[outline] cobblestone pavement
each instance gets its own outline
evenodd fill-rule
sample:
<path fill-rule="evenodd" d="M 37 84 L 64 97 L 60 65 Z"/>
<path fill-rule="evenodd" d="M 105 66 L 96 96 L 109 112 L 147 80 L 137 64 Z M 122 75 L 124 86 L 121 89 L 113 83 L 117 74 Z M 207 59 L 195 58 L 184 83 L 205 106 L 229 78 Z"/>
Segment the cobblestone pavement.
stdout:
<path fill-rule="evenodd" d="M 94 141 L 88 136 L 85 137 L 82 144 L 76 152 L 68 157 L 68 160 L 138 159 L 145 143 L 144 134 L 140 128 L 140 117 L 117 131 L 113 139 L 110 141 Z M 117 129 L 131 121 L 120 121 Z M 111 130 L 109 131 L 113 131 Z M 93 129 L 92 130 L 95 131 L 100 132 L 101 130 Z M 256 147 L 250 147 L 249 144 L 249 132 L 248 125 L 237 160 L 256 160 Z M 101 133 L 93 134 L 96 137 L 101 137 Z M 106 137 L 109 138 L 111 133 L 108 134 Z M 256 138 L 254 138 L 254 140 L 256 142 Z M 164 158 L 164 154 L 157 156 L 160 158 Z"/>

***

_JOB_
Format the lines above, from the start of the rows through the line containing "37 84 L 64 97", as a Markdown table with the columns "Line No." and "Text", numbering each line and skipping any blank ones.

_RESPONSE FOR THIS EXERCISE_
| Line No. | Text |
|---|---|
| 1 | [outline] cobblestone pavement |
| 2 | each instance gets its own outline |
| 3 | evenodd fill-rule |
| 4 | sample: |
| 5 | <path fill-rule="evenodd" d="M 37 84 L 64 97 L 60 65 Z"/> |